>>>

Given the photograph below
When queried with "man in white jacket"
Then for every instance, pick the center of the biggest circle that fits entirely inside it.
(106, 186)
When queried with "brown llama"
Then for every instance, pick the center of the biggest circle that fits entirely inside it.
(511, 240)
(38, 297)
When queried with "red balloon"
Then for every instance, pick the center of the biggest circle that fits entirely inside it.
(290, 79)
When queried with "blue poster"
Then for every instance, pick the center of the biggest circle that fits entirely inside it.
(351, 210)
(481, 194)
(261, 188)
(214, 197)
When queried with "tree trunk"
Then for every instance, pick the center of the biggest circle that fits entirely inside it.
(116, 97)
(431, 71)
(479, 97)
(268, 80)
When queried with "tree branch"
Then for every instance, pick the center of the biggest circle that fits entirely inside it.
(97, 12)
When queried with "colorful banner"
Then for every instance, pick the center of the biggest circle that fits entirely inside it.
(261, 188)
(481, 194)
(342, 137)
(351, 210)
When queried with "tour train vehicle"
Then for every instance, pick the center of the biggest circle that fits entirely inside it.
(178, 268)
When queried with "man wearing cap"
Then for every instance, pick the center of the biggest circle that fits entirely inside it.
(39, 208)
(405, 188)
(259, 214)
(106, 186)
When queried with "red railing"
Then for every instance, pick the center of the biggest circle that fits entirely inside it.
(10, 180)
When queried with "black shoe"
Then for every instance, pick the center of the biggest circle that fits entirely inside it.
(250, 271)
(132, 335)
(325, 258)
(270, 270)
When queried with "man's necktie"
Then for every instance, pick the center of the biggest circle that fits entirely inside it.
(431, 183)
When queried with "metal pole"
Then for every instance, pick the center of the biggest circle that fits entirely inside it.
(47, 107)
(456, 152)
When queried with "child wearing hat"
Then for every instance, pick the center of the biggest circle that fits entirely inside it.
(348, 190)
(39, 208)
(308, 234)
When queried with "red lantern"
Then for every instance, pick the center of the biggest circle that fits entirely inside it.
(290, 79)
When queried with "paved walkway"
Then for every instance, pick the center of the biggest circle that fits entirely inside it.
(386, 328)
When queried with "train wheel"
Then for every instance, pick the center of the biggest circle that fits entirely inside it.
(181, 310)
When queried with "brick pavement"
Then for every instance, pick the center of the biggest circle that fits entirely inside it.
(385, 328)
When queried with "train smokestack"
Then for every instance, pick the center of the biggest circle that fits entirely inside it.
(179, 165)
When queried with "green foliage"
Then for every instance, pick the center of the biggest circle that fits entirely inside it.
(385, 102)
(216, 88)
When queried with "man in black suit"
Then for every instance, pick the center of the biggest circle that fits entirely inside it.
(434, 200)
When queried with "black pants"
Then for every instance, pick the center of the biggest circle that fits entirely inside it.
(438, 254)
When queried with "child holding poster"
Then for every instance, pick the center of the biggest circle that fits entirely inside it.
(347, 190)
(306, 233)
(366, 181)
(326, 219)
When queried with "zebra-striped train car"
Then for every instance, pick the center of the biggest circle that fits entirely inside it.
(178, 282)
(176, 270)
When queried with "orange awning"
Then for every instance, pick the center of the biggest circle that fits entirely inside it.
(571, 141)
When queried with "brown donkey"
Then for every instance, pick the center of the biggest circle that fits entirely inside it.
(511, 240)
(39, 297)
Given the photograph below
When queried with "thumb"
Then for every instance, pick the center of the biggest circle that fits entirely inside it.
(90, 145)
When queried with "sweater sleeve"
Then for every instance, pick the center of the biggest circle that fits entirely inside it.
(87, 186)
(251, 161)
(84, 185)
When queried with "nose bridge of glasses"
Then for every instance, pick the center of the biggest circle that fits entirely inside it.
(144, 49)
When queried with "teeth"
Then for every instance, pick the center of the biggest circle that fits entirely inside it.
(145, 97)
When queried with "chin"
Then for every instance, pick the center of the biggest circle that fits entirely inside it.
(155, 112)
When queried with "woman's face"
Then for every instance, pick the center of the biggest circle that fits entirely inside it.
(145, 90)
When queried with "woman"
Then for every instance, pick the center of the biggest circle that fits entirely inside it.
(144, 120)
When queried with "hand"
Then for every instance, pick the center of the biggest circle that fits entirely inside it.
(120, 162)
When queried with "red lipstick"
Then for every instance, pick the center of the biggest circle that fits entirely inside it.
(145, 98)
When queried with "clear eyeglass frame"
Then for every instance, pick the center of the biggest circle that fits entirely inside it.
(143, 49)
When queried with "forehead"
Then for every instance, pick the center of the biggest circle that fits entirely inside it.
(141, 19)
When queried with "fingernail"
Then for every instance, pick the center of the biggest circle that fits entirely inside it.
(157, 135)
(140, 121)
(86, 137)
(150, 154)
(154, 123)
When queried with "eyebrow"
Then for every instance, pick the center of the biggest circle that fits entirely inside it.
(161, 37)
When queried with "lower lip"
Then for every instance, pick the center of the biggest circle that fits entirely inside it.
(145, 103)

<<<

◆ Problem requirements ◆
Only lines that hold the string "brown" belong in the answer, so copy every one of them from the records.

◆ Result of the task ◆
When queried with "brown llama"
When queried with "brown donkey"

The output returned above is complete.